Print the lines below without any change, covering only the stretch from the line containing "Practice step: identify the car door" through the line containing "Target: suv side mirror", both ends included.

Stored data entries:
##############################

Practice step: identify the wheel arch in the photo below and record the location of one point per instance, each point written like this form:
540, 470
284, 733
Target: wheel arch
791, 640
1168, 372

##############################

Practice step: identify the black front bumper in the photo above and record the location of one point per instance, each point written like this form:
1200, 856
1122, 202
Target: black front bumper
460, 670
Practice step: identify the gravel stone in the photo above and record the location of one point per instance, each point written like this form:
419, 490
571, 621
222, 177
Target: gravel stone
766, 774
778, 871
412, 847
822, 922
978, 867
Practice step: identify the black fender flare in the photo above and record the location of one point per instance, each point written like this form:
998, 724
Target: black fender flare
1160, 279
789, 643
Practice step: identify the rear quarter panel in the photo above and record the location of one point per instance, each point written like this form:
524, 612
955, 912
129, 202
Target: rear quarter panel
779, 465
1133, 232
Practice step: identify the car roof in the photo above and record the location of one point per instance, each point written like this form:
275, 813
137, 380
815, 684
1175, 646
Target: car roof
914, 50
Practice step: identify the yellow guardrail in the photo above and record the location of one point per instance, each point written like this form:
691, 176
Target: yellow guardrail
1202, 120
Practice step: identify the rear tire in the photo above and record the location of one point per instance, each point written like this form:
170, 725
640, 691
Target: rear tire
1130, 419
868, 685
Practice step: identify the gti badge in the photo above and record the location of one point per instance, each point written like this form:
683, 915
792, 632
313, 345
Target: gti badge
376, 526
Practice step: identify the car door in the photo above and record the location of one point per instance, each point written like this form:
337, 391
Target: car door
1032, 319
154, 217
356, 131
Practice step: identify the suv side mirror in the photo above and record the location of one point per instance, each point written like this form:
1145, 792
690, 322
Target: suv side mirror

##############################

■ **RESPONSE**:
Practice step: identify the car door in the photo above and record the location of one point per instance, each point written like this form:
337, 391
Target: car door
1032, 319
154, 217
356, 131
Practice step: identify the suv side mirror in the photo above and record the location of one point per instance, each point written like this form:
1145, 792
690, 322
Target: suv side mirror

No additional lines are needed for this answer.